TASK SET.
1. Could you rewrite the paragraph of the NFL article below that begins "Each is winnable" as a list, keeping its main facts?
2. Do these statements agree with the NFL article below? Answer each with yes or no and quote the deciding words. (a) The Lions' playoff chances are around 3-4 percent. (b) All of the Lions' remaining games are at home. (c) The Raiders, 49ers and Cardinals all lost their big games over the past two weeks.
3. Can you swap "veterans" for "starters" in the part of the NFL article below starting at "No, nobody does." and ending at "in other sports.", and give that part back?

EXTRACTED TEXT.

No, nobody does. Some teams do start planning for the future, sitting veterans to look at young players, but it’s rarely widespread, as in other sports.

If the three worst teams in football — Raiders, 49ers and Cardinals — are “tanking” for the top pick, why did all three pull big upsets the past two weeks?

It’s a bit more complicated for the Lions (5-8), whose playoff chances hover around 3-4 percent, depending on which predictive machine you use. That’s miniscule, realistically not even worth talking about, unless you inspect the NFC wasteland, which has become Survival of the Unfittest.

The Lions’ remaining games are at Buffalo (4-9), home against Minnesota (6-6-1) and at Green Bay (5-7-1).

Each is winnable, and also losable. The other contenders for the final wildcard are Minnesota (6-6-1), Carolina (6-7), Philadelphia (6-7), Washington (6-7), Green Bay, Tampa Bay (5-8) and the New York Giants (5-8).

SUPPLIED INFORMATION.
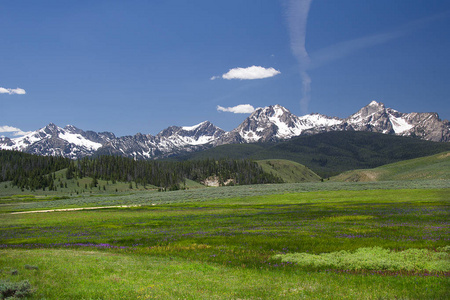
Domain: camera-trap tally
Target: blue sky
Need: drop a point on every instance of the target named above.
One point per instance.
(141, 66)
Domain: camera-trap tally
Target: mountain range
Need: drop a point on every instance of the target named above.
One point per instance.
(269, 124)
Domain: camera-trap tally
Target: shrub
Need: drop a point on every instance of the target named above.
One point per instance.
(375, 258)
(13, 290)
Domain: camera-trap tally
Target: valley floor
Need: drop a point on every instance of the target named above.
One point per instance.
(222, 243)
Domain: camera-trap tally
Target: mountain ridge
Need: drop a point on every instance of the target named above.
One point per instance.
(274, 123)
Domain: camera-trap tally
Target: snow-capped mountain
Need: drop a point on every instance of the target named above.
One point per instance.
(375, 117)
(171, 141)
(268, 124)
(274, 123)
(53, 140)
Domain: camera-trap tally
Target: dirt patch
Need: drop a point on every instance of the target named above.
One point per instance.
(72, 209)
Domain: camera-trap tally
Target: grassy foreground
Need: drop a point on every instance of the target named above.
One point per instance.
(227, 248)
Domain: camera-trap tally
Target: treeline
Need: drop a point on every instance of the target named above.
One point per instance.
(29, 171)
(169, 175)
(37, 172)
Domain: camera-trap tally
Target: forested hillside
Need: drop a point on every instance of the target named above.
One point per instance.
(331, 153)
(37, 172)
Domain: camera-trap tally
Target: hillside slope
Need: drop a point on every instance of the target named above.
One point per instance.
(289, 171)
(331, 153)
(430, 167)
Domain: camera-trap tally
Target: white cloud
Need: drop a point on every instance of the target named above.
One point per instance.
(15, 131)
(238, 109)
(297, 17)
(253, 72)
(17, 91)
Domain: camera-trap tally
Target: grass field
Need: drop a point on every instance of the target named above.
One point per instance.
(234, 243)
(429, 167)
(289, 171)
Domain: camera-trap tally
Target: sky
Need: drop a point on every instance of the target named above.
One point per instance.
(142, 66)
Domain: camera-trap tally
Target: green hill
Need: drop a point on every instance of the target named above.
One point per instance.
(289, 171)
(430, 167)
(331, 153)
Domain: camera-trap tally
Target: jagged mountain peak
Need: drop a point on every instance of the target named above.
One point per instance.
(272, 123)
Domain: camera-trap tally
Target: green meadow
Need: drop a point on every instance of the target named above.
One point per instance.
(324, 240)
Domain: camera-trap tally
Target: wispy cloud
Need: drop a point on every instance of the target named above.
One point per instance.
(253, 72)
(346, 48)
(238, 109)
(13, 130)
(297, 17)
(17, 91)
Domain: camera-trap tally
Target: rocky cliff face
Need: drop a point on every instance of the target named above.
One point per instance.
(268, 124)
(375, 117)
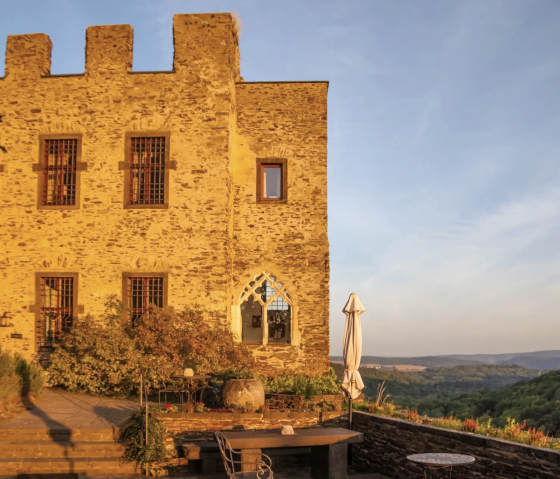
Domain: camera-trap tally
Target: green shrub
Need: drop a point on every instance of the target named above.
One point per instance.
(32, 375)
(8, 363)
(105, 356)
(10, 388)
(133, 439)
(19, 377)
(303, 385)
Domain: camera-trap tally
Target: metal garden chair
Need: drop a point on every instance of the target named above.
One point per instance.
(263, 470)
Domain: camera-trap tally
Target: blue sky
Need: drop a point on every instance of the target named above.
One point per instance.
(444, 150)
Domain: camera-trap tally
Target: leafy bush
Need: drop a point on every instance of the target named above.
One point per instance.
(192, 338)
(105, 355)
(133, 439)
(18, 377)
(10, 388)
(303, 385)
(32, 375)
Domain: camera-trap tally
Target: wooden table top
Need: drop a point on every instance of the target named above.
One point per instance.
(301, 438)
(196, 376)
(441, 459)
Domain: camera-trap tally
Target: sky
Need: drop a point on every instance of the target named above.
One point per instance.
(444, 150)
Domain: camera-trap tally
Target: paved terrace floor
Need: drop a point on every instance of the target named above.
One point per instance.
(57, 409)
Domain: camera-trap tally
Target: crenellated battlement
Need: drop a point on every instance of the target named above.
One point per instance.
(204, 44)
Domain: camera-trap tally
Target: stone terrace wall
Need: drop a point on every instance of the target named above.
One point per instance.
(388, 441)
(201, 426)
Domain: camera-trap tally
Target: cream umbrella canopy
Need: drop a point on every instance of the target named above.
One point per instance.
(352, 383)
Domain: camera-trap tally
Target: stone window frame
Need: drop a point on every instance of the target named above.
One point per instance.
(140, 274)
(283, 162)
(284, 291)
(125, 167)
(37, 306)
(40, 168)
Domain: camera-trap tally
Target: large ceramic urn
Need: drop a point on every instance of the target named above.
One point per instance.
(238, 392)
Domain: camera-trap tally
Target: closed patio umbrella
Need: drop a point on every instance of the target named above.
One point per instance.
(352, 383)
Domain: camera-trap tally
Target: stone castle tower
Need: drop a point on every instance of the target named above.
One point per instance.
(171, 188)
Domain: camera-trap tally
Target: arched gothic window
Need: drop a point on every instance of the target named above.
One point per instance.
(266, 310)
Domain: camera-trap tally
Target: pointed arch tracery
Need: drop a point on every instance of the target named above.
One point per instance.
(266, 310)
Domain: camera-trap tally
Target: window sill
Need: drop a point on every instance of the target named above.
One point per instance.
(272, 202)
(58, 207)
(164, 206)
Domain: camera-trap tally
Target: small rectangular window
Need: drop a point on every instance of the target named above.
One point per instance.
(272, 178)
(271, 182)
(57, 303)
(59, 172)
(147, 171)
(142, 291)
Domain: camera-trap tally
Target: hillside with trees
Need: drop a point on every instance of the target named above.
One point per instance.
(546, 360)
(535, 402)
(414, 389)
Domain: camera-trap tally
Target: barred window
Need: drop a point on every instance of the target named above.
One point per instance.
(59, 172)
(143, 292)
(56, 308)
(147, 171)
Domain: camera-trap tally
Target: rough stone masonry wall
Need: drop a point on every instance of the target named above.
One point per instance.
(189, 240)
(285, 120)
(388, 441)
(213, 237)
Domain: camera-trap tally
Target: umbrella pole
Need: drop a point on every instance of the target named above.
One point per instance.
(350, 427)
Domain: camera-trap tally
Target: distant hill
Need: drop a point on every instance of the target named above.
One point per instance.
(437, 385)
(536, 401)
(545, 360)
(535, 360)
(427, 361)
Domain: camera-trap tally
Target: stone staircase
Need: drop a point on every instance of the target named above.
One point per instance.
(92, 452)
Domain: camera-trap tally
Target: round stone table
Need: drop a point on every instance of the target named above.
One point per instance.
(441, 465)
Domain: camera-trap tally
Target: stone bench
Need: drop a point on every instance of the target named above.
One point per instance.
(208, 453)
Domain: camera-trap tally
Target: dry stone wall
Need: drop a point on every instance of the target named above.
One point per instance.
(388, 441)
(212, 236)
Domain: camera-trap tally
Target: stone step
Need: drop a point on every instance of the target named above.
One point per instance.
(57, 435)
(86, 466)
(62, 449)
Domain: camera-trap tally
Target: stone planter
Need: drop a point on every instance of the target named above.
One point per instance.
(239, 392)
(332, 398)
(285, 401)
(295, 401)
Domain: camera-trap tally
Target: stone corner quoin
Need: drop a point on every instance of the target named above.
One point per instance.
(80, 210)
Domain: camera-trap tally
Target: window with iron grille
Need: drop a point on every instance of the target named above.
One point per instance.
(60, 159)
(147, 171)
(143, 292)
(266, 310)
(56, 308)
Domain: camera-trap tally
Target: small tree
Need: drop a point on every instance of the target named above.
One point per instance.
(1, 147)
(105, 355)
(192, 338)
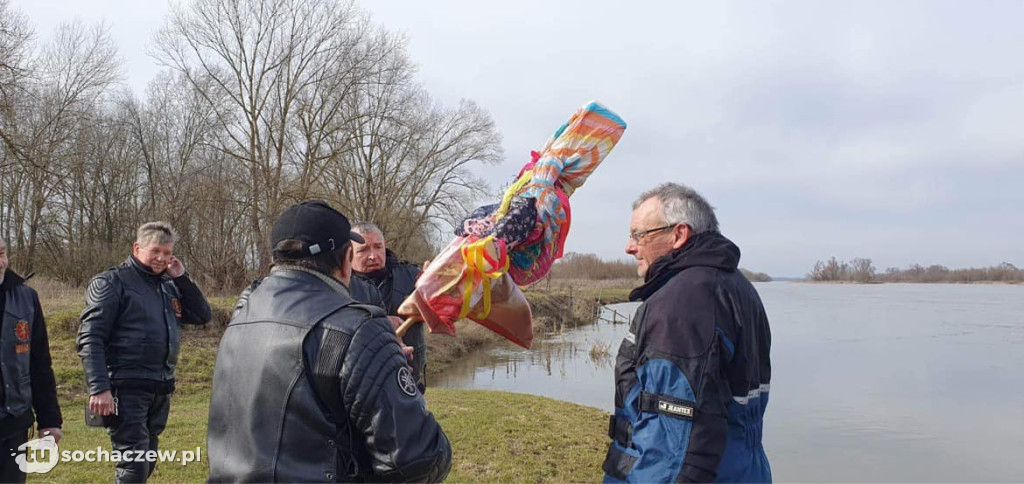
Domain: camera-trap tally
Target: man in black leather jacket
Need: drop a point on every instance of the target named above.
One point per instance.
(310, 385)
(26, 374)
(129, 342)
(394, 279)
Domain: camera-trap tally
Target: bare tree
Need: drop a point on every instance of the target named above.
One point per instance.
(861, 270)
(76, 70)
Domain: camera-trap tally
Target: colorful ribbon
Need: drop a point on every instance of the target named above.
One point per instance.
(477, 258)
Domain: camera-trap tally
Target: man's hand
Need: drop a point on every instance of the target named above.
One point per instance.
(55, 432)
(101, 403)
(174, 268)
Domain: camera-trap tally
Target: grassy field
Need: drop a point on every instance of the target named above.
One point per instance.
(496, 436)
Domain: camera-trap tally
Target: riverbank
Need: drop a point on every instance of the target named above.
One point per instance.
(555, 305)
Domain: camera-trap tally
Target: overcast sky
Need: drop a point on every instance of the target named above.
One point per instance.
(887, 130)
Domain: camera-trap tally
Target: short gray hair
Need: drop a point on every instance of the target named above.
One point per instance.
(156, 232)
(680, 204)
(364, 228)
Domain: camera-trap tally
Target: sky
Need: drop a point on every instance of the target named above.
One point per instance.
(890, 130)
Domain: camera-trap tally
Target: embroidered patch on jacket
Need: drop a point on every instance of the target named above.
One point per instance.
(177, 307)
(406, 382)
(675, 409)
(23, 331)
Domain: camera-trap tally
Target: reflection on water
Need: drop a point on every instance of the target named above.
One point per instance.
(574, 365)
(869, 383)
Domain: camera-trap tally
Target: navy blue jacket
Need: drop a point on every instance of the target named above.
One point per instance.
(692, 375)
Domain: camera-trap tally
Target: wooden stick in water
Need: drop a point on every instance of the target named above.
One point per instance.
(406, 325)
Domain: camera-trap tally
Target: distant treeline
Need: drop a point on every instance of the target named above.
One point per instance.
(756, 276)
(861, 270)
(589, 266)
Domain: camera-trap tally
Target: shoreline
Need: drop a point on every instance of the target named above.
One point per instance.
(561, 304)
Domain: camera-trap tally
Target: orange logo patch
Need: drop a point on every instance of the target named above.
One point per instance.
(177, 307)
(22, 331)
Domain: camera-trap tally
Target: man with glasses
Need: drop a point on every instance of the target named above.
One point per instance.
(692, 375)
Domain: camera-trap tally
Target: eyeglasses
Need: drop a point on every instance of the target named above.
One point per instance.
(637, 235)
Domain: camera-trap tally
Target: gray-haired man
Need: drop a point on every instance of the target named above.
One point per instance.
(394, 279)
(129, 341)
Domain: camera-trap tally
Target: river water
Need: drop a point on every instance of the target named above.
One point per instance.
(869, 383)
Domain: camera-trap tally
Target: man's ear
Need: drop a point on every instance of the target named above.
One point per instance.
(681, 232)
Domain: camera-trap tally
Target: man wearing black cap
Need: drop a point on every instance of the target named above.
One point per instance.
(310, 385)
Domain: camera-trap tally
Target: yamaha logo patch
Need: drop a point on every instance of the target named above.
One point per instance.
(406, 382)
(22, 331)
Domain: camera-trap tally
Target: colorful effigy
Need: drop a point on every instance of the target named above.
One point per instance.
(502, 247)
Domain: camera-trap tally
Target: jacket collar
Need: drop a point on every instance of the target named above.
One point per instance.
(705, 250)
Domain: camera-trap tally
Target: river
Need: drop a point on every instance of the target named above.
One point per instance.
(869, 383)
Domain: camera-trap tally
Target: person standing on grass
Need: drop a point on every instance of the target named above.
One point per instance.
(129, 341)
(27, 381)
(394, 279)
(692, 375)
(310, 385)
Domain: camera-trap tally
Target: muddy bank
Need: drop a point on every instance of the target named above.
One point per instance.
(565, 305)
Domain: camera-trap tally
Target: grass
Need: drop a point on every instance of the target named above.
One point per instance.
(496, 436)
(509, 437)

SOLUTIONS TO THE EXERCISE.
1.
- Each of the Lions' remaining games is winnable, and also losable.
- Other contenders for the final wildcard:
  - Minnesota (6-6-1)
  - Carolina (6-7)
  - Philadelphia (6-7)
  - Washington (6-7)
  - Green Bay
  - Tampa Bay (5-8)
  - New York Giants (5-8)

2.
(a) Yes: "whose playoff chances hover around 3-4 percent"
(b) No: "at Buffalo (4-9), home against Minnesota (6-6-1) and at Green Bay (5-7-1)"
(c) No: "why did all three pull big upsets the past two weeks?"

3.
No, nobody does. Some teams do start planning for the future, sitting starters to look at young players, but it’s rarely widespread, as in other sports.